(Position identification records)

-=-=-=-=-

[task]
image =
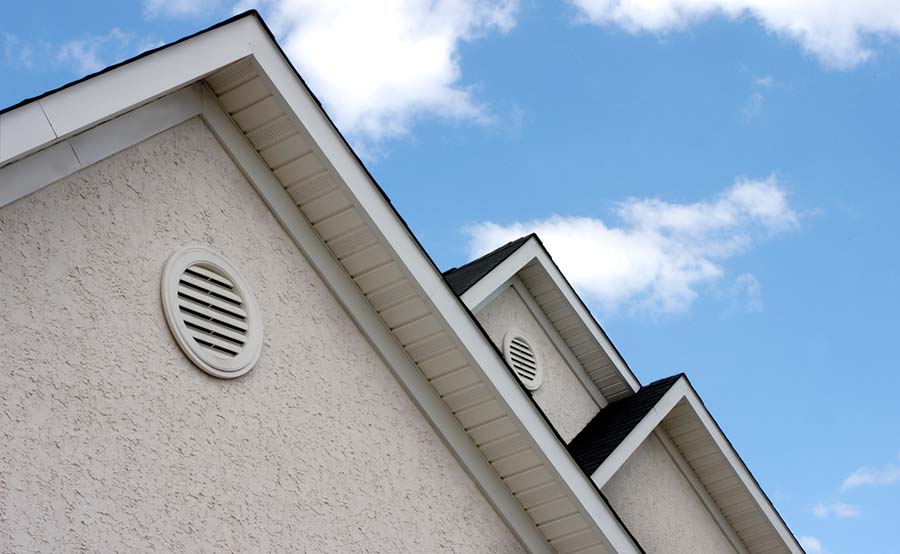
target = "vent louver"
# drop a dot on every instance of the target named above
(211, 312)
(523, 360)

-=-=-=-=-

-- Exercise instructions --
Pictures are excluded; repeat every record exactly.

-- Task output --
[task]
image =
target = "vent louver"
# drop a dot on every instance of the target named above
(211, 312)
(523, 360)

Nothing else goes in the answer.